[begin Dataset content]

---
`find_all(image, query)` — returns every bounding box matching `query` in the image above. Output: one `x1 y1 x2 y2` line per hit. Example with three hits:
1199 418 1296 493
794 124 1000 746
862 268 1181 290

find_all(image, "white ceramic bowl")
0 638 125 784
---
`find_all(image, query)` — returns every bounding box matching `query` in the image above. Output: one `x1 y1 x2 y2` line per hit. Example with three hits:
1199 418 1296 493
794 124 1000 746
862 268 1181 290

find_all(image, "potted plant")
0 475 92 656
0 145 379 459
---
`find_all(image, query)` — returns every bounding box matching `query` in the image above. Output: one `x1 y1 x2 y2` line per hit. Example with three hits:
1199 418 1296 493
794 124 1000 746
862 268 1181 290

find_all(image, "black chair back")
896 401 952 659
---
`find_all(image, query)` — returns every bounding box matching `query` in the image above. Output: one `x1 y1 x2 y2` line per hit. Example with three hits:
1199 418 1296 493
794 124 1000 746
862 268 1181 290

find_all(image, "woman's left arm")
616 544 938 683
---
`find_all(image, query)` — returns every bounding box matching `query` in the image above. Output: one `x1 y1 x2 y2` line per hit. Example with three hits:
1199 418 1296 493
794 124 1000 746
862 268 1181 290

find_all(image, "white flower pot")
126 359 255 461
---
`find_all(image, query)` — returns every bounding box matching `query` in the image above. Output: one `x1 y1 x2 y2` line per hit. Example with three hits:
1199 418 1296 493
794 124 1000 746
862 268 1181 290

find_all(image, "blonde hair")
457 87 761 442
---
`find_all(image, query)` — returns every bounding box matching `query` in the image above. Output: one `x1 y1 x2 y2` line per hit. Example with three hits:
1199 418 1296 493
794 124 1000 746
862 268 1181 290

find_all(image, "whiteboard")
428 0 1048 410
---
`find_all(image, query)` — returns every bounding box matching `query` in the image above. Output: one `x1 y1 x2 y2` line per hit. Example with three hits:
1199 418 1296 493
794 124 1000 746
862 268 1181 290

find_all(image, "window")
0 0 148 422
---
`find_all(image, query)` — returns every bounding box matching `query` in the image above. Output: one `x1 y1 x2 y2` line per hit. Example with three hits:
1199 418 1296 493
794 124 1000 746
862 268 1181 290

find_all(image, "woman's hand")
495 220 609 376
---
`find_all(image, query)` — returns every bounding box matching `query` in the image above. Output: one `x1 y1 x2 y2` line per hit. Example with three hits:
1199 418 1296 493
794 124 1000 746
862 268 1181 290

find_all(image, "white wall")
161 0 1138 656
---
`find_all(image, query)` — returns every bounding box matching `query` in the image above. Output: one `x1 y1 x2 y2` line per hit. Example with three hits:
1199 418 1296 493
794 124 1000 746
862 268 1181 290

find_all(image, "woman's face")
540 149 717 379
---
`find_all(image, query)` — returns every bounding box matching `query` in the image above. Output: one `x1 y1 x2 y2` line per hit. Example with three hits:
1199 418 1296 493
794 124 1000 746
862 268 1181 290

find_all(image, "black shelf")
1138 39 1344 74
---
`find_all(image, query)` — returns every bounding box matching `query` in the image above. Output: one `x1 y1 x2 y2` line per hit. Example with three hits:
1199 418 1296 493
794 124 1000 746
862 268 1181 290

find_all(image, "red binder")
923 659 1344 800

[end Dataset content]

_Given exercise_
Starting at the beginning of the listing and ending at the line containing "0 0 148 422", write out every line again, requests included. Scale each bounding box coordinate in the answers by 2.3 and round it to a whole number, with halves rounded up, but leave the numbers in the requests and their format samples unchanged.

_Worked answer_
---
`find_all(image, query)` — returns every bounding box matching `query` in the image above. Output: one `x1 y1 x2 y2` line per hit. Example with three hits:
1199 418 1296 493
794 124 1000 746
862 268 1181 290

find_all(image, "white ceramic bowl")
0 1467 288 1803
---
`find_all(image, query)` — returns every bounding box matching `query` in the image above. Output: one `x1 y1 x2 y2` line per hit. Example with three hits:
1199 418 1296 493
794 124 1000 746
862 268 1181 290

find_all(image, "potted plant")
0 1093 212 1509
0 334 872 1056
---
`find_all(image, query)` — returns every bounding box matching `query` in the image above. Output: one `x1 y1 x2 y2` line per hit. Example with three hits:
1199 418 1296 493
794 124 1000 746
862 268 1181 290

find_all(image, "black chair back")
2061 922 2190 1516
---
`find_all(image, query)` — returns every bounding box matching `query` in the image above. Output: one `x1 y1 x2 y2` line per hit. Example with three hits:
1199 418 1296 493
794 124 1000 746
862 268 1181 290

find_all(image, "woman's left arm")
1417 1251 2157 1571
---
`find_all(image, query)` — returns every bounding box matching `query` in the image above. Output: one `x1 y1 x2 y2` line per hit. Example with three hits:
1199 418 1296 493
794 124 1000 746
862 268 1181 290

find_all(image, "white flower pot")
290 826 587 1060
---
`find_all(image, query)` — returns every bounding box matching `query` in the image above. Output: one `x1 y1 x2 y2` line per hit. Example with three hits:
1199 418 1296 493
794 124 1000 746
862 268 1181 290

find_all(image, "blonde hair")
1051 200 1750 1017
---
`find_all(image, query)` — returns every bounding box matching `query` in the image above. Output: one `x1 y1 x2 y2` line per hit. Example with three hits:
1199 418 1296 493
794 124 1000 746
862 268 1181 290

find_all(image, "whiteboard")
984 0 2410 943
---
`find_all(image, query)` — returns every bounding box matching `query` in the image above. Output: one `x1 y1 x2 y2` line per hit. Example with three hits:
1199 418 1296 493
794 124 1000 746
862 268 1181 290

find_all(image, "window")
0 0 340 971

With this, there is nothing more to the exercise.